---------- Data extract

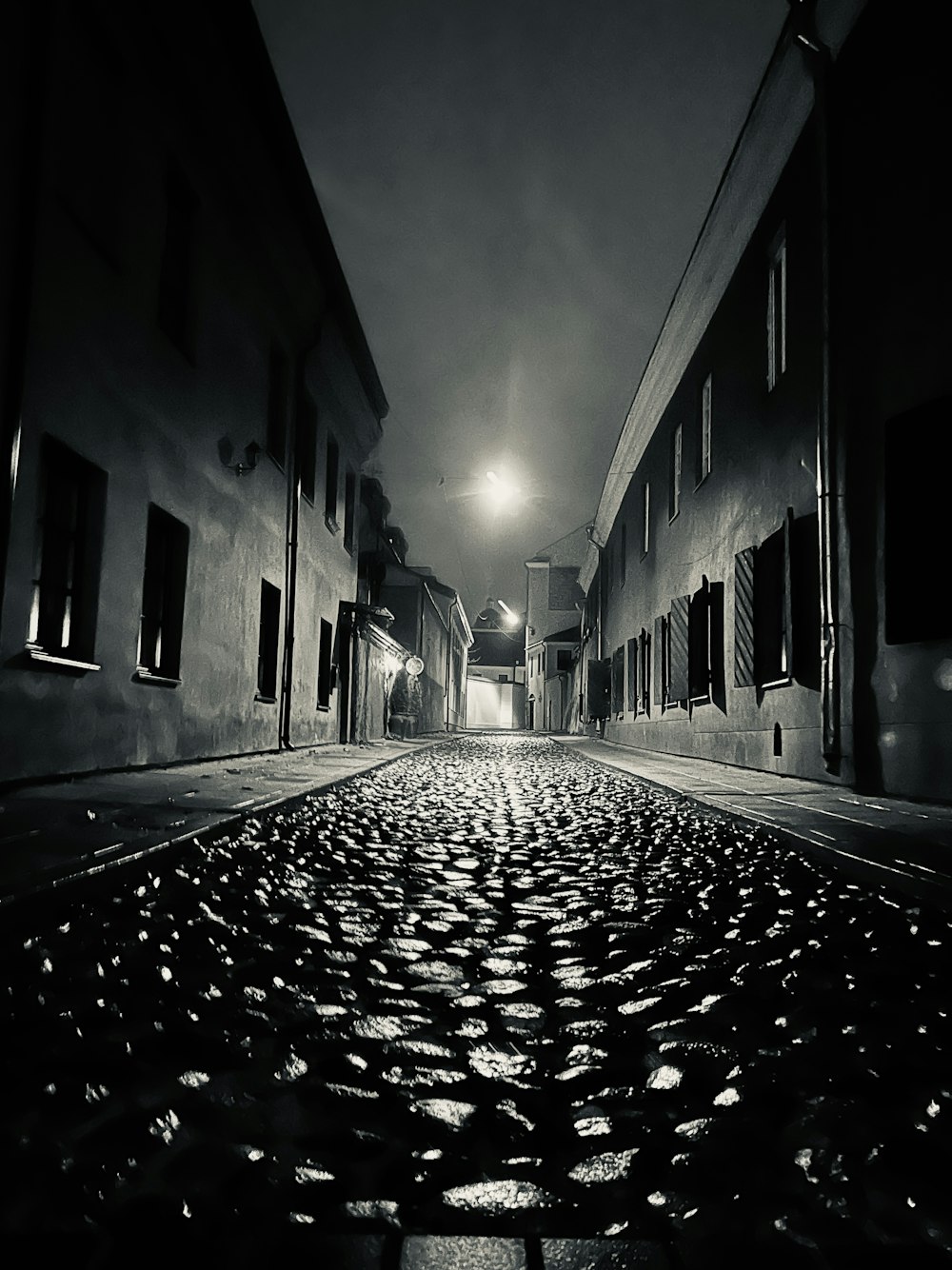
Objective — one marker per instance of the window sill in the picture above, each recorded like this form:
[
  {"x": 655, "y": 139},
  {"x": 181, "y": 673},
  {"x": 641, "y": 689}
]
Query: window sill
[
  {"x": 36, "y": 654},
  {"x": 145, "y": 676}
]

--------------------

# [Your instructions]
Repeat all entries exactly. Skip the pictures.

# [Output for this task]
Objective — one marker per instance of the window sill in the picture above, each recorded like this form:
[
  {"x": 655, "y": 139},
  {"x": 181, "y": 673},
  {"x": 641, "y": 689}
]
Query: window sill
[
  {"x": 36, "y": 654},
  {"x": 145, "y": 676}
]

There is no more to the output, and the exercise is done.